==== Data for this task ====

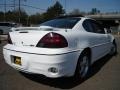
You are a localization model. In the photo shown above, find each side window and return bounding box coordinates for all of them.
[83,19,94,32]
[92,21,105,34]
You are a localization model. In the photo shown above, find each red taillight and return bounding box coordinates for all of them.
[37,32,68,48]
[8,34,12,44]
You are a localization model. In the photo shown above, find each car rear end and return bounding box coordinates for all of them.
[3,28,80,78]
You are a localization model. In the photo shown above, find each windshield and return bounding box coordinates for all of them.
[40,18,80,29]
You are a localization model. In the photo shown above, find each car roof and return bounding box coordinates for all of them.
[56,15,84,18]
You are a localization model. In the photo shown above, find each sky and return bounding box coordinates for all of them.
[0,0,120,14]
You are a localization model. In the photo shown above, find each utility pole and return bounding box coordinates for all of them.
[4,0,6,22]
[19,0,21,23]
[13,0,15,11]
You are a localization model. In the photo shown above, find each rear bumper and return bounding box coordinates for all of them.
[3,46,80,78]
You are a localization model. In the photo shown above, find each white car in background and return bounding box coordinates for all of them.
[3,16,117,78]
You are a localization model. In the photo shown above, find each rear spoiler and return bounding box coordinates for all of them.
[11,27,40,31]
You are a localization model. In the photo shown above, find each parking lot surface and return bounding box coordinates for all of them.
[0,36,120,90]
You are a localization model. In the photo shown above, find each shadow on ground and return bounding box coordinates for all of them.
[20,55,118,89]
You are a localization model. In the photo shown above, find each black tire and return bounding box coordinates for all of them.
[0,30,3,35]
[74,51,91,79]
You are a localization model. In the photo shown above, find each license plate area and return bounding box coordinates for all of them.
[11,56,22,66]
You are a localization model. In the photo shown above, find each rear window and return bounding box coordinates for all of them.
[40,18,80,29]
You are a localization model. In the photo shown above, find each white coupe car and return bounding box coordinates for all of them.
[3,16,117,78]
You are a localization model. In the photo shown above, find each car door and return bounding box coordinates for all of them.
[83,19,109,61]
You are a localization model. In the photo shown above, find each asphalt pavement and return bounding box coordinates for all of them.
[0,36,120,90]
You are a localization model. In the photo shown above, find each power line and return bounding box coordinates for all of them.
[0,4,46,11]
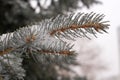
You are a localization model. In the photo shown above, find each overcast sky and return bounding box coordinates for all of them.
[79,0,120,78]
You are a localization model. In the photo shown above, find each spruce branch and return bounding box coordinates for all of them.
[50,12,109,39]
[0,12,109,55]
[0,12,109,78]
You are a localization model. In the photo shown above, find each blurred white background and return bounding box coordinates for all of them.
[79,0,120,76]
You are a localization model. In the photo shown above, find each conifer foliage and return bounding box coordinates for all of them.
[0,12,109,79]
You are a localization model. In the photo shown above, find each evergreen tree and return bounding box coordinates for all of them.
[0,0,109,80]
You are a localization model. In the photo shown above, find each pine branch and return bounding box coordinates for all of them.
[50,12,109,39]
[0,12,109,77]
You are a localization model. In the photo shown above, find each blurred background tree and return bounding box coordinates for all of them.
[0,0,101,80]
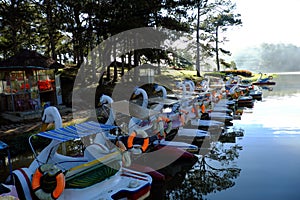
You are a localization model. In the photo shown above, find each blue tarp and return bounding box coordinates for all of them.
[37,121,116,142]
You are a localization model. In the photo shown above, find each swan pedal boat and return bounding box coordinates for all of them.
[0,140,19,200]
[9,121,152,200]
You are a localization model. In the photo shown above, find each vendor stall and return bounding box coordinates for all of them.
[0,50,64,111]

====

Format the lines as a numbered list, starting at the beginning and ending at the line containing "[3,28,80,78]", both included. Leave out blank lines and pictures.

**Finished task**
1. You are a localization model. In the photo shown above, find each side window and return bounding box coordinates for all of them.
2. [83,19,94,32]
3. [92,21,105,34]
4. You are a localization model. In the photo shown above, find each red taillight and return bounding box coordinates for all of them.
5. [37,32,68,48]
6. [8,34,12,44]
7. You are a localization model. In the photo shown above, find each car rear end and return bounding box coordinates for all of them.
8. [3,28,80,78]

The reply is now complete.